++++ MATERIAL ++++

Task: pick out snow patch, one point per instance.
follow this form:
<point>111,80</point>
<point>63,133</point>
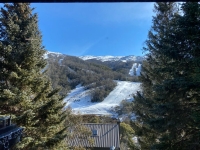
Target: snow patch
<point>79,99</point>
<point>135,70</point>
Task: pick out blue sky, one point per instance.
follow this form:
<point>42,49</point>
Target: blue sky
<point>117,29</point>
<point>78,29</point>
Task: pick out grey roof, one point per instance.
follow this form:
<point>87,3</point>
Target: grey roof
<point>108,136</point>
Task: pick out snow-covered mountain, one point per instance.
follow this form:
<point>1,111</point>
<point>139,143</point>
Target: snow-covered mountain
<point>79,99</point>
<point>113,58</point>
<point>54,54</point>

++++

*INSTRUCTIONS TO FOLLOW*
Reproduce all of the records above word for word, omitting the picture.

*WRITTEN ANSWER*
Task: pick out snow patch, one point per instance.
follow this form:
<point>111,80</point>
<point>63,133</point>
Target: snow patch
<point>79,99</point>
<point>135,70</point>
Task: pick out blue sky, one point per instance.
follow this form:
<point>42,49</point>
Target: blue sky
<point>117,29</point>
<point>78,29</point>
Task: pick out grey roof, one point per instance.
follow this form:
<point>87,3</point>
Target: grey roof
<point>108,136</point>
Task: pick out snow-covered mountain, one point per instance.
follow this form:
<point>1,111</point>
<point>139,143</point>
Target: snow-covered mountain
<point>79,99</point>
<point>113,58</point>
<point>54,54</point>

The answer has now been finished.